Saved entries:
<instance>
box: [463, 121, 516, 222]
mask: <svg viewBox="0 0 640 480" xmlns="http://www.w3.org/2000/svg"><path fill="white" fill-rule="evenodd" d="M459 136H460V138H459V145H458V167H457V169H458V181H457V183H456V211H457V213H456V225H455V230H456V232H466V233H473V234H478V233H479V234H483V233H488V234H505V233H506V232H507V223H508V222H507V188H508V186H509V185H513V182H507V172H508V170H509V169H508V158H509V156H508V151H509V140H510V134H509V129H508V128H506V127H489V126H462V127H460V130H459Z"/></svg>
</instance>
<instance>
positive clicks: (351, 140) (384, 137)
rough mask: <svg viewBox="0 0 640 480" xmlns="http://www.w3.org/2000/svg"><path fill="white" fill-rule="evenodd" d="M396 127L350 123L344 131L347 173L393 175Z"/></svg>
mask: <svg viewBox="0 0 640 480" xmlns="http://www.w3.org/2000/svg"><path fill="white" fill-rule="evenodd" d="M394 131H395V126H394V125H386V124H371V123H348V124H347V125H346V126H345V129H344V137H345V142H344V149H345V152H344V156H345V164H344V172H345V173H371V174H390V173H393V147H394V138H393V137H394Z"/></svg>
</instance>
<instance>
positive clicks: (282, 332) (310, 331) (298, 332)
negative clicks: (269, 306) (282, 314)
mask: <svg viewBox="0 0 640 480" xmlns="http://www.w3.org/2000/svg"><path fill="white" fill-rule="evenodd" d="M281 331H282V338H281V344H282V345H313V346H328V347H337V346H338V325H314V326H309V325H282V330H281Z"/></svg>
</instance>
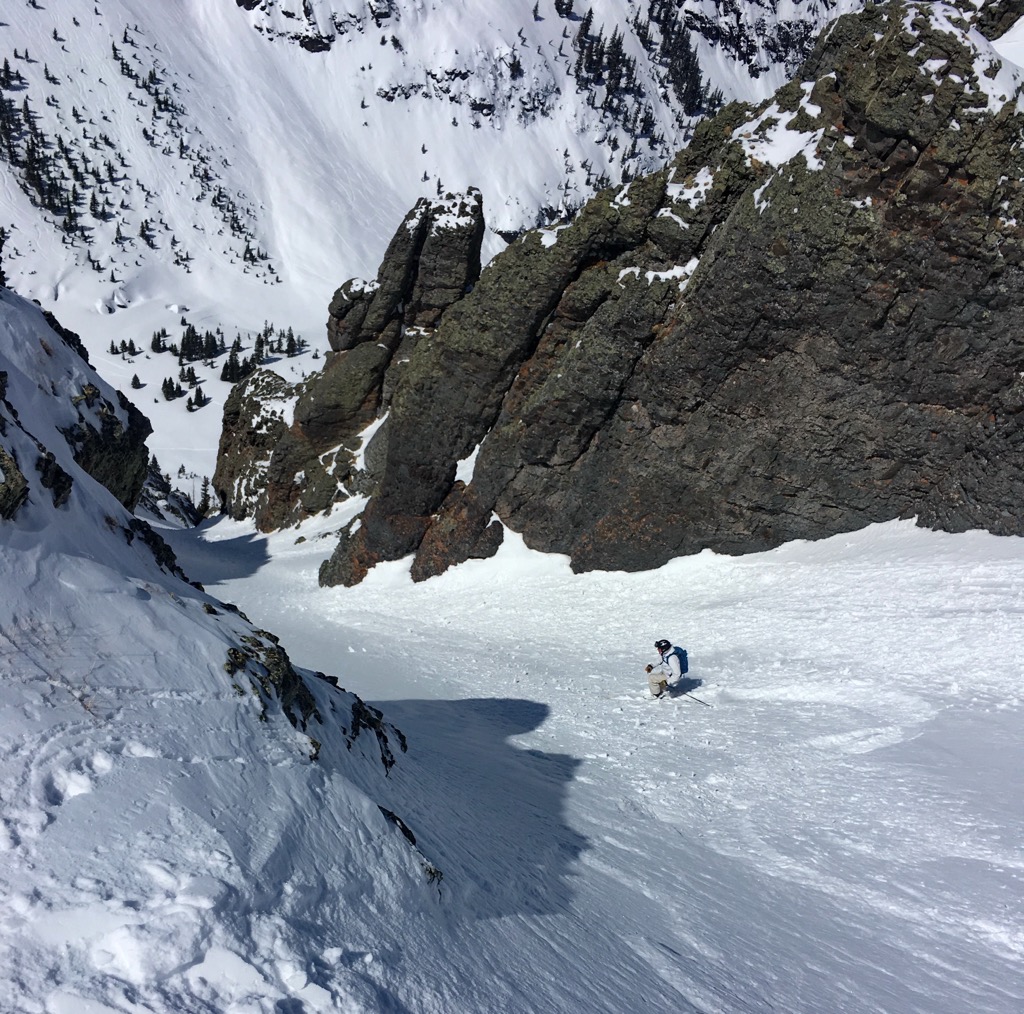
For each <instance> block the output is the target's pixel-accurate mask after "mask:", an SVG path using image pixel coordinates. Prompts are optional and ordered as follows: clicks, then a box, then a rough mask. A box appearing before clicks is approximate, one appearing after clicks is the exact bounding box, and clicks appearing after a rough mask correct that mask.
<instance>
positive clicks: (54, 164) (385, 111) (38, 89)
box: [0, 0, 859, 345]
mask: <svg viewBox="0 0 1024 1014" xmlns="http://www.w3.org/2000/svg"><path fill="white" fill-rule="evenodd" d="M856 6H859V4H858V3H856V2H855V0H806V2H798V0H787V2H782V3H778V2H776V0H757V2H745V3H741V2H730V3H728V4H722V3H717V4H716V3H711V2H708V0H701V2H699V3H692V2H687V3H682V2H679V0H662V2H657V3H650V4H636V3H632V2H627V0H593V2H592V3H590V4H587V5H586V6H585V5H584V4H583V3H582V2H580V0H577V2H575V4H573V2H572V0H557V2H555V3H554V4H552V2H551V0H542V2H538V3H536V4H534V3H531V2H530V0H518V2H515V3H506V4H492V3H483V2H481V0H445V2H443V3H441V2H437V0H431V2H424V0H415V2H414V0H366V2H358V0H349V2H341V0H307V2H305V3H299V2H298V0H265V2H260V3H254V2H251V0H244V2H237V0H182V2H176V3H173V4H163V3H161V4H155V3H151V2H147V0H96V2H93V0H61V2H60V3H59V4H41V3H30V4H27V5H19V6H18V8H17V10H16V13H15V12H14V11H13V9H11V11H10V12H8V13H7V15H6V16H4V17H3V18H2V20H3V24H2V26H0V58H2V59H3V60H4V64H3V74H2V78H0V85H2V88H3V91H2V97H3V98H4V99H5V107H4V116H3V135H2V139H0V160H2V166H0V168H2V172H3V177H4V180H5V185H4V187H3V192H2V195H0V225H3V227H5V228H7V229H9V230H10V233H11V236H10V239H9V241H8V244H7V248H6V251H5V255H4V257H5V263H6V265H7V273H8V277H9V279H10V282H11V285H12V286H13V288H14V289H15V290H16V291H18V292H20V293H22V294H23V295H26V296H27V297H30V298H36V299H39V300H40V301H41V302H42V303H43V304H44V305H47V306H51V307H52V306H54V305H56V304H59V306H60V309H61V310H62V316H63V319H65V320H66V322H67V324H68V325H69V326H70V327H73V328H76V329H77V330H80V331H83V332H84V333H86V334H88V333H89V332H90V331H94V330H95V329H96V327H97V322H96V321H95V320H94V319H93V320H92V322H91V323H92V324H93V327H92V328H89V327H86V324H85V322H84V320H83V319H82V318H81V316H80V315H79V313H80V311H83V310H86V311H89V312H92V313H95V312H100V313H104V312H110V313H117V312H118V311H122V310H124V309H126V308H129V307H135V308H138V307H140V304H146V303H155V304H157V305H156V306H151V309H152V310H154V312H152V313H151V314H150V315H148V316H146V315H145V314H141V313H136V314H134V315H129V316H127V318H126V319H125V320H124V323H119V324H118V325H117V326H116V327H117V328H118V332H117V333H116V334H115V337H117V339H118V340H120V339H121V338H127V337H129V336H130V330H129V329H130V327H131V323H130V322H134V321H138V320H139V319H144V320H145V325H144V326H145V327H147V328H150V330H152V328H153V327H156V326H158V325H170V324H174V323H176V321H177V315H178V312H179V309H180V308H181V307H184V306H187V307H190V308H191V311H193V313H194V319H196V321H197V323H200V322H212V323H215V324H221V325H223V326H225V327H245V328H250V329H257V328H258V327H259V326H260V325H261V324H262V322H263V321H264V320H267V319H269V320H271V321H275V322H279V323H281V324H284V325H286V326H288V325H291V326H295V327H298V328H300V329H304V330H309V329H313V328H315V329H318V328H319V326H321V325H322V323H323V320H324V307H325V306H326V304H327V302H328V299H329V298H330V293H331V292H332V291H333V289H334V288H335V287H336V286H337V285H338V284H339V282H340V281H342V280H343V279H345V278H348V277H351V276H352V274H356V273H360V274H367V273H369V272H370V271H372V269H373V267H374V266H375V265H376V263H377V261H378V259H379V257H380V254H381V253H382V251H383V246H384V243H385V242H386V240H387V238H388V237H389V236H390V234H391V231H392V229H393V227H394V223H395V222H396V221H398V220H399V219H400V218H401V216H402V214H404V212H406V211H407V210H408V208H409V207H410V206H411V205H412V204H413V203H414V201H415V200H416V198H418V197H419V196H421V195H430V196H434V195H436V194H437V193H439V192H443V191H445V189H449V188H464V187H466V186H467V185H475V186H478V187H479V188H480V189H481V191H482V193H483V194H484V199H485V202H486V206H487V217H488V225H489V228H490V231H489V234H488V236H489V244H488V249H489V251H490V252H494V251H495V250H496V249H498V248H500V247H501V246H502V245H503V241H502V240H501V239H500V237H499V236H498V234H499V233H505V234H508V233H514V231H516V230H518V229H521V228H522V227H523V226H528V225H532V224H535V223H536V222H538V221H539V220H543V219H547V218H549V217H550V216H552V215H557V214H560V213H563V212H564V210H565V209H568V208H574V207H578V206H579V205H580V204H582V202H583V201H584V200H585V199H586V198H587V197H588V196H590V194H591V193H593V191H594V187H595V186H597V185H599V184H600V183H602V182H607V181H617V180H618V179H621V178H622V176H623V174H624V173H625V174H635V173H637V172H639V171H643V170H647V169H650V168H652V167H654V166H655V165H658V164H660V163H662V162H663V161H664V160H665V159H666V158H667V157H668V156H669V155H671V154H673V153H674V152H675V151H676V150H677V149H678V147H679V146H680V144H681V143H682V141H683V140H684V139H685V138H686V137H687V136H688V135H689V133H690V130H691V128H692V124H693V122H694V120H695V118H696V117H698V116H699V115H700V113H701V112H702V111H703V110H705V109H706V108H707V107H708V104H709V102H712V101H714V100H715V99H714V98H713V96H714V95H715V94H716V93H718V92H721V93H722V95H723V96H724V97H725V98H732V97H742V98H753V97H760V96H762V95H765V94H768V93H770V91H771V90H773V89H774V87H777V85H778V84H780V83H781V82H782V80H784V78H785V77H786V76H787V73H788V72H790V71H791V70H792V69H793V67H794V66H795V64H796V62H797V61H798V60H799V59H800V57H801V56H802V55H803V53H804V52H805V51H806V49H807V48H808V46H809V45H810V42H811V41H812V40H813V38H814V36H815V35H816V32H817V30H818V29H819V28H820V27H821V25H823V24H824V22H825V20H826V19H827V18H829V17H833V16H835V15H837V14H839V13H841V12H842V11H844V10H848V9H851V8H852V7H856ZM573 8H575V9H573ZM701 32H702V33H703V34H700V33H701ZM158 307H159V309H160V310H163V311H164V312H163V318H164V319H163V320H160V316H161V314H160V313H158V312H156V310H157V309H158ZM151 325H152V327H151ZM134 337H135V339H136V341H139V340H140V339H145V338H147V337H148V331H143V333H141V334H139V333H138V331H137V330H136V332H135V334H134ZM102 344H103V345H105V342H103V343H102Z"/></svg>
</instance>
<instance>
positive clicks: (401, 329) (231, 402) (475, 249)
mask: <svg viewBox="0 0 1024 1014" xmlns="http://www.w3.org/2000/svg"><path fill="white" fill-rule="evenodd" d="M482 238H483V209H482V202H481V199H480V195H479V193H478V192H476V191H470V192H469V193H468V194H466V195H459V196H453V195H447V196H446V197H445V198H444V199H443V200H432V201H431V200H426V199H423V200H421V201H419V202H418V203H417V205H416V207H415V208H414V209H413V210H412V211H411V212H410V213H409V215H407V216H406V219H404V221H403V222H402V223H401V225H400V226H399V227H398V229H397V230H396V233H395V235H394V238H393V240H392V241H391V243H390V245H389V246H388V249H387V253H386V254H385V257H384V260H383V262H382V264H381V267H380V270H379V271H378V274H377V279H376V280H375V281H374V282H372V283H368V282H362V281H360V280H351V281H349V282H346V283H345V284H344V285H343V286H341V287H340V288H339V289H338V291H337V292H336V293H335V295H334V298H333V299H332V301H331V305H330V308H329V320H328V336H329V339H330V342H331V348H332V351H331V352H330V353H329V355H328V360H327V363H326V365H325V367H324V369H323V370H322V371H321V372H319V373H318V374H316V375H315V376H313V377H311V378H309V379H308V380H307V381H306V382H304V383H303V384H301V385H299V386H297V387H290V386H288V385H286V384H285V382H284V381H281V380H280V378H275V377H272V376H271V375H268V374H267V372H265V371H260V372H257V373H256V374H254V375H253V376H252V377H250V378H248V379H247V380H246V381H244V382H243V383H242V384H240V385H239V386H238V387H237V388H236V389H234V390H232V392H231V395H230V396H229V398H228V400H227V403H226V404H225V409H224V426H223V431H222V436H221V442H220V450H219V454H218V463H217V470H216V473H215V475H214V479H213V487H214V489H215V491H216V492H217V494H218V496H219V497H220V500H221V503H222V505H223V508H224V510H226V511H227V512H229V513H231V514H232V515H233V516H236V517H242V516H254V517H255V519H256V523H257V525H258V526H259V527H260V530H261V531H271V530H273V529H279V527H282V526H284V525H288V524H294V523H297V522H298V521H301V520H302V518H304V517H307V516H309V515H312V514H319V513H323V512H325V511H329V510H330V509H331V507H332V505H333V504H335V503H337V502H339V501H343V500H345V499H347V498H348V496H349V495H351V494H352V493H355V492H358V491H360V490H361V489H364V488H365V487H366V484H367V482H368V481H369V480H368V479H367V478H366V476H365V474H364V472H365V467H364V465H362V463H361V459H360V458H358V457H357V455H358V454H359V452H360V450H362V437H361V436H360V434H361V433H362V432H364V431H365V430H366V429H367V427H368V426H370V425H371V424H372V423H374V422H375V420H378V419H380V418H381V417H383V416H385V415H386V414H387V413H388V412H389V409H390V402H391V395H392V391H393V389H394V387H395V385H396V384H397V382H398V378H399V377H400V375H401V373H402V371H403V370H404V367H406V364H407V363H408V362H409V361H410V358H411V356H412V355H413V354H414V351H415V349H416V348H417V347H418V346H419V345H421V344H422V343H424V342H427V341H429V339H430V337H431V335H432V334H433V329H434V327H435V326H436V324H437V321H438V320H439V319H440V316H441V314H442V313H443V312H444V311H445V310H446V309H447V308H449V307H451V306H452V305H453V304H455V303H457V302H458V301H459V300H460V299H462V298H463V297H464V296H465V295H466V293H467V292H469V291H470V290H471V289H472V287H473V285H474V283H475V282H476V279H477V277H478V276H479V271H480V244H481V241H482ZM278 402H280V403H282V406H283V405H284V404H285V403H288V405H289V408H288V413H287V414H290V415H291V419H290V421H289V422H288V423H287V424H286V423H285V421H284V420H285V415H286V412H285V411H284V410H283V409H282V411H278V408H276V407H274V406H272V405H271V403H278ZM271 417H275V419H276V421H274V419H272V418H271ZM385 441H386V434H384V433H381V434H380V435H379V438H378V439H377V440H376V443H377V449H376V450H377V453H378V454H380V452H381V449H382V448H383V446H384V443H385ZM367 450H368V458H370V459H372V458H373V455H371V454H369V449H367Z"/></svg>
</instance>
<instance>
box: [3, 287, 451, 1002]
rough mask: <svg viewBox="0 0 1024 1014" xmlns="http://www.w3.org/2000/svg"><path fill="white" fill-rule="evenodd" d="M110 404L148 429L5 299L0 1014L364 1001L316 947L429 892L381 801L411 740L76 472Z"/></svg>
mask: <svg viewBox="0 0 1024 1014" xmlns="http://www.w3.org/2000/svg"><path fill="white" fill-rule="evenodd" d="M109 413H114V414H115V415H117V414H119V413H120V415H121V422H122V423H123V424H124V425H125V426H127V425H128V424H129V422H130V420H129V418H128V415H127V413H125V412H124V411H123V410H120V409H118V408H117V398H116V395H115V392H114V391H113V390H112V389H111V388H110V387H109V386H108V385H106V384H104V383H103V382H102V381H101V380H100V379H99V378H98V377H97V376H96V375H95V374H94V373H93V372H92V371H91V370H90V369H89V368H88V367H87V365H86V363H85V361H84V360H83V358H82V357H81V355H80V354H79V352H78V350H76V349H75V348H73V347H72V346H71V345H69V344H67V343H66V342H65V341H63V339H62V338H61V337H60V335H59V334H57V333H56V332H55V331H53V330H51V329H50V328H49V327H48V326H47V324H46V322H45V320H44V319H43V316H42V314H41V313H40V312H39V310H38V309H36V308H35V307H33V306H31V305H30V304H28V303H26V302H25V301H24V300H22V299H19V298H18V297H16V296H12V295H11V294H10V293H9V292H6V291H3V290H0V587H2V588H3V589H4V591H3V596H2V598H0V685H2V687H3V700H2V707H0V799H2V812H0V853H2V861H0V924H2V926H3V927H4V928H3V931H2V932H0V1009H2V1010H4V1011H5V1012H22V1011H26V1012H29V1011H33V1012H35V1011H41V1010H44V1009H45V1010H47V1011H68V1012H72V1011H74V1012H81V1011H85V1010H97V1011H98V1010H106V1011H113V1010H117V1011H126V1010H131V1011H142V1010H148V1011H153V1010H166V1011H172V1010H173V1011H185V1010H187V1011H195V1012H223V1011H226V1010H228V1009H231V1008H230V1006H229V1005H230V1003H232V1002H236V1001H238V1000H240V999H244V997H245V996H251V995H254V996H257V997H259V998H261V999H260V1002H261V1003H265V1004H267V1005H272V1004H273V1003H274V1001H275V1000H276V999H279V998H291V999H292V1000H293V1002H300V1001H301V1002H302V1003H305V1004H307V1005H308V1007H307V1008H303V1009H310V1010H328V1009H332V1005H335V1004H337V1005H339V1006H340V1005H342V1004H343V1003H344V1002H346V999H347V1000H351V1001H352V1002H353V1003H354V1000H353V999H352V998H356V999H357V998H359V997H360V994H361V992H362V990H360V987H359V985H358V982H354V983H353V984H352V985H350V986H343V985H341V984H339V983H338V982H337V981H335V982H333V983H332V982H331V981H330V978H331V977H328V978H327V979H326V980H325V981H326V982H327V984H326V985H317V984H315V983H314V982H312V981H310V979H309V972H310V970H311V968H312V964H311V962H312V960H313V957H314V956H315V957H319V956H323V955H330V954H331V953H332V950H334V952H335V953H337V954H340V953H341V948H342V947H344V946H352V945H354V944H355V943H356V941H358V940H360V939H362V938H365V937H366V938H370V939H378V938H380V935H381V933H382V932H384V931H385V929H386V926H387V924H388V922H390V921H398V920H400V919H402V918H404V917H403V912H404V911H406V910H407V909H412V911H414V912H415V911H417V910H418V909H420V907H422V906H424V905H429V904H430V903H431V902H432V900H433V899H435V898H436V888H435V886H434V885H433V884H432V883H431V881H432V880H436V879H437V877H438V873H437V872H436V871H435V870H434V868H433V867H431V864H430V863H429V862H428V861H427V859H426V858H425V857H424V856H423V854H422V853H420V852H418V851H416V850H415V849H414V848H413V847H412V845H411V844H410V842H409V841H408V840H407V838H406V836H404V835H403V834H402V833H401V830H400V823H398V822H397V821H398V818H397V816H396V815H394V814H392V815H391V817H390V818H389V816H388V815H387V814H385V813H384V812H383V811H382V810H381V809H380V808H379V807H378V806H377V804H376V803H375V802H374V799H375V798H376V797H377V796H378V794H379V791H380V789H381V788H382V787H383V785H384V784H385V779H386V777H387V774H388V771H389V769H391V768H392V767H393V765H394V764H395V763H400V757H401V755H402V751H403V750H404V749H406V742H404V738H403V737H402V736H401V734H400V732H397V731H396V730H394V729H393V728H391V727H390V726H388V725H386V724H385V723H384V722H383V720H382V719H381V716H380V713H379V712H377V711H375V710H374V709H372V708H369V707H368V706H366V705H364V704H362V702H361V701H359V700H358V699H357V698H355V696H354V695H353V694H351V693H347V692H345V691H344V690H341V689H339V688H338V687H337V686H336V685H335V684H334V682H332V680H331V679H329V678H327V677H325V678H319V676H318V675H316V674H313V673H310V672H300V671H298V670H296V669H295V668H294V667H293V666H292V665H291V663H290V661H289V658H288V654H287V652H286V651H285V649H284V648H282V647H281V646H280V644H279V643H278V641H276V638H275V637H274V636H273V635H272V634H270V633H268V632H266V631H263V630H260V629H258V628H256V627H254V626H253V624H251V623H250V622H249V621H248V620H246V619H245V617H244V616H242V615H241V614H240V612H239V610H238V609H237V608H234V607H233V606H228V605H225V604H224V603H222V602H220V601H219V600H217V599H215V598H213V597H211V596H210V595H207V594H205V593H204V592H203V591H202V590H201V589H200V588H199V587H198V586H194V585H191V584H189V583H188V582H187V581H185V580H184V579H183V577H182V575H181V573H180V568H179V567H178V566H177V564H176V563H175V560H174V556H173V553H171V552H170V550H169V549H168V547H167V546H166V544H164V543H163V542H162V541H161V540H160V539H159V537H157V536H156V535H155V533H154V532H153V531H152V530H151V529H150V527H148V526H147V525H145V524H144V523H142V522H140V521H138V520H137V519H136V518H134V517H132V516H131V514H129V513H128V511H127V510H126V509H125V507H124V506H122V504H121V503H120V502H119V501H118V500H117V499H116V498H115V497H114V495H113V494H112V493H111V492H110V491H109V490H106V489H105V488H104V487H102V485H100V484H99V483H98V482H97V481H96V480H95V479H94V478H93V477H92V476H91V475H89V474H87V473H86V472H85V471H84V470H83V469H82V468H81V467H80V466H79V465H78V463H77V461H76V459H75V452H76V447H74V446H73V443H74V442H75V441H74V432H73V431H74V429H75V428H76V427H88V428H92V429H94V430H96V431H101V430H102V429H103V428H104V425H105V423H104V417H105V415H108V414H109ZM143 460H144V459H143ZM257 800H258V801H259V805H258V806H255V807H254V806H253V803H254V801H257ZM388 813H390V811H388ZM310 920H313V921H315V922H318V923H322V924H323V927H324V932H323V933H321V934H318V935H317V937H316V938H315V939H313V938H310V936H309V934H308V933H306V932H305V931H303V929H302V927H303V926H304V925H306V924H307V923H308V922H309V921H310ZM330 927H334V930H333V931H332V930H331V929H330ZM332 936H333V939H332V938H331V937H332ZM310 948H314V949H310ZM364 999H365V998H364ZM370 1003H371V1006H372V1001H371V1002H370ZM239 1009H241V1008H239ZM248 1009H254V1008H248ZM258 1009H260V1010H262V1009H269V1007H260V1008H258Z"/></svg>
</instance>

PROBLEM DETAILS >> Take the lines above from the one containing "For each <instance>" down to the one containing "positive clicks: (54, 164)", and transcribe them exactly, both ends included.

ANSWER TO THIS PROBLEM >>
For each <instance> block the output is the target's pixel-accurate mask after "mask:", an SVG path using image pixel coordinates. Prompts are optional and ordered as follows: clicks, then a box, then a rough mask. A box appearing before clicks is approximate, one appearing after clicks is the exact bounding box, and clicks appearing after a rough mask correct that mask.
<instance>
positive clicks: (54, 164) (385, 111) (38, 89)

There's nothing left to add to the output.